(Extracted data entries)
○ ○ ○
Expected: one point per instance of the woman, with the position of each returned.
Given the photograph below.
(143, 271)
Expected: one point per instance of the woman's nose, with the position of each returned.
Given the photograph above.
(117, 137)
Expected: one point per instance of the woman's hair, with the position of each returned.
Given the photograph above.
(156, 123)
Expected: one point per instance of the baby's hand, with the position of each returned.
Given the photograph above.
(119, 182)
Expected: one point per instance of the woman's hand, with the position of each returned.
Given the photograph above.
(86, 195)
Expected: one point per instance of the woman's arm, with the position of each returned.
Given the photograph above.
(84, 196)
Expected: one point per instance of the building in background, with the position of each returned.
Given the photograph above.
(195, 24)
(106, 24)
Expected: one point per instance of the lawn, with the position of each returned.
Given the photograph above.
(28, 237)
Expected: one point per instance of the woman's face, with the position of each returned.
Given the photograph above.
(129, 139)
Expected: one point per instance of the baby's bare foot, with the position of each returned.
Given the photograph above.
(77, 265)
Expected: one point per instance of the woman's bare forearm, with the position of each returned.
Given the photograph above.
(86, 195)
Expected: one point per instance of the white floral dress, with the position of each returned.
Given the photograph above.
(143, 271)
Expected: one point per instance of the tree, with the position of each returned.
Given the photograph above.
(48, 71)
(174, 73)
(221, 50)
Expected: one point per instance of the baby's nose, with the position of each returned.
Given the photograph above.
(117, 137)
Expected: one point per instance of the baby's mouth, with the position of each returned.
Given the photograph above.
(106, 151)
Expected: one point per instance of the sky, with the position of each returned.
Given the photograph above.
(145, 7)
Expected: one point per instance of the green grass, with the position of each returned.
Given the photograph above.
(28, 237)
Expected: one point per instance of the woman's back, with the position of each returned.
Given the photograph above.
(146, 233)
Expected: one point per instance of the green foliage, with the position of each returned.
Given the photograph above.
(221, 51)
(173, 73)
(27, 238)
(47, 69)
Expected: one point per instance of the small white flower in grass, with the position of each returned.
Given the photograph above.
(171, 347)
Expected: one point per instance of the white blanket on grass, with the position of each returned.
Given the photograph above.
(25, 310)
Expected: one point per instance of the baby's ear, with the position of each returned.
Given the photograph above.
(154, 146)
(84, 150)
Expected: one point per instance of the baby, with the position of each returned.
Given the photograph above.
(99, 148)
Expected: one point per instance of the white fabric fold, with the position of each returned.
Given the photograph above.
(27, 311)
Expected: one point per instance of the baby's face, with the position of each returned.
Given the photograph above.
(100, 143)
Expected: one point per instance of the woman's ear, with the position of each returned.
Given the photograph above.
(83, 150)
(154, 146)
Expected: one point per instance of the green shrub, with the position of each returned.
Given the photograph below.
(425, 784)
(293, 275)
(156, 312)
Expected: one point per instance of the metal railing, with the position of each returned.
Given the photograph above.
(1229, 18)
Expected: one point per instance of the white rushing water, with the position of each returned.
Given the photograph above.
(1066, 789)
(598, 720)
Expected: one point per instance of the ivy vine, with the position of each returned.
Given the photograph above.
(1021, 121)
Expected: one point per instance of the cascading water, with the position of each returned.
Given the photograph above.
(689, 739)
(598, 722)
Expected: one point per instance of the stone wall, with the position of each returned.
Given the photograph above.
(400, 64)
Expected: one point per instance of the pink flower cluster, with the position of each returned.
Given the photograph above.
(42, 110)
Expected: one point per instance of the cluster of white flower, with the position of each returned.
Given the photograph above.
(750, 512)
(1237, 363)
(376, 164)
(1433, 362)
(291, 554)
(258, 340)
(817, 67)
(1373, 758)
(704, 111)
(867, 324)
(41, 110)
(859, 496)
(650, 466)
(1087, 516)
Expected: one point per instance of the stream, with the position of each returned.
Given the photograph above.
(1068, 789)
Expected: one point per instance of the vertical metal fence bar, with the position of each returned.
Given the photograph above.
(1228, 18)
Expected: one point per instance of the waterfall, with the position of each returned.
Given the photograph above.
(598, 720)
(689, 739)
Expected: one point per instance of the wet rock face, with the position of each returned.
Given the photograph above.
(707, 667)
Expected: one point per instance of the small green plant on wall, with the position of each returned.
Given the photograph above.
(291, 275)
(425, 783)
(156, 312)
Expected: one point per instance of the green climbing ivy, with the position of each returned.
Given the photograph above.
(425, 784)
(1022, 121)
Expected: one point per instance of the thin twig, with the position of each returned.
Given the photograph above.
○ ○ ○
PROBLEM
Output each record exactly, leaving nothing out.

RESULT
Expected: one point per instance of the woman, with the position of each returned.
Given the photograph below.
(143, 271)
Expected: one point per instance of the woman's nose, with the position of each returned.
Given the photograph above.
(117, 137)
Expected: one point per instance of the woman's hair, with the position of each returned.
Given the photograph above.
(156, 123)
Expected: one point per instance of the baby's hand, with the position of each returned.
Given the photograph above.
(119, 182)
Expected: one point per instance of the woman's hand, with the position of each returned.
Given the photograph above.
(86, 195)
Expected: one point per instance of the woman's arm, with the position of each returned.
Given the photograph above.
(84, 196)
Expected: one point per instance of the building in background, with the position of each returned.
Given the photograph above.
(195, 24)
(106, 24)
Expected: one point per instance of the lawn, with the position of each returned.
Given the photograph above.
(28, 237)
Expected: one point per instance of the woman's face, with the position of each returned.
Given the photograph above.
(129, 139)
Expected: one point per instance of the baby's bare foot, with the position of each returned.
Given the photograph above.
(77, 265)
Expected: one point per instance of the woman's bare forearm, with the position of each returned.
Given the photograph above.
(86, 195)
Expected: one point per instance of the white floral dress, with the position of each returned.
Given the photograph above.
(143, 271)
Expected: one point per instance of the tree, with the position of each returned.
Given the photograph above.
(48, 71)
(174, 73)
(221, 50)
Expected: one point per instance of the baby's nose, with the position of each returned.
Given the photograph above.
(117, 137)
Expected: one point per instance of the baby's mouth, with the position of each returned.
Given the photograph above.
(106, 151)
Expected: one point per instance of the sky, with the position of each returned.
Given the photograph above.
(145, 7)
Expected: one point per instance of the green grass, with the position of each returned.
Given the photograph above.
(28, 237)
Expected: one point per instance of the woman's back, with the position of each returned.
Given the photograph above.
(146, 233)
Expected: one point per instance of the green foliage, with the position of each returned.
Given the photograph above.
(221, 51)
(173, 73)
(27, 238)
(47, 69)
Expected: one point per instance of the small white flower in grass, with the position of each returned.
Given the photograph above.
(171, 347)
Expected: one point per instance of the white blanket on grass, with the position of each returned.
Given the photograph above.
(25, 310)
Expected: one point per instance of the baby's ear, with the position of each returned.
Given the photograph above.
(154, 146)
(84, 150)
Expected: one point per instance of the baby, with the position of each returned.
Given the photograph above.
(99, 148)
Expected: one point per instance of the white fabric fold, with the position of each returned.
Given the photograph above.
(27, 311)
Expected: one point per instance of the baby's face, with the position of each returned.
Given the photograph above.
(100, 143)
Expected: one point per instance of the woman's ear, with the position of each returned.
Given the photograph above.
(83, 150)
(154, 146)
Expected: one point per instance of the green shrub, with the position of each returned.
Given the photograph below.
(425, 784)
(293, 275)
(156, 312)
Expected: one point per instance of the metal railing, with the position of each returned.
Given the photograph above.
(1229, 18)
Expected: one point per instance of the white rushing water, with the position of each returned.
Given the photograph above.
(1066, 789)
(598, 720)
Expected: one point per instance of the ivy vine, with the position of each returned.
Given the photograph above.
(1021, 121)
Expected: one point per instance of the cascading water, with the position of each returned.
Given the photograph above.
(689, 739)
(598, 722)
Expected: one point per instance of the stone wall, with the position of each returned.
Given the photograph above.
(400, 64)
Expected: one point per instance of the pink flower cluster, with the position of each returned.
Given the photograph above.
(42, 110)
Expected: one point per instance of the cluster of white flower, with the position of each returned.
Given the photograph above.
(750, 512)
(1237, 363)
(376, 164)
(1433, 362)
(291, 554)
(258, 340)
(817, 67)
(1373, 758)
(704, 111)
(867, 324)
(41, 110)
(859, 496)
(650, 466)
(1087, 516)
Expected: one point per instance of the stream, with the position of each returned.
Given the photograph above.
(1068, 789)
Expected: one point per instance of the vertical metal fence bar, with the position of each returned.
Given the photograph above.
(1228, 18)
Expected: one point per instance of the waterfall, with the position of each returned.
Given the photograph above.
(598, 720)
(689, 739)
Expected: one point per instance of the wet rock face, with the position of each returned.
Given the photograph above.
(707, 667)
Expected: one point per instance of the small green plant on wall, with the position of each returned.
Given the photograph above.
(291, 275)
(425, 783)
(156, 312)
Expected: one point per instance of the green climbing ivy, with the position of each returned.
Given the photograph above.
(425, 784)
(1022, 121)
Expected: one point per instance of the thin twig, with the position of each returned.
Given the photograph above.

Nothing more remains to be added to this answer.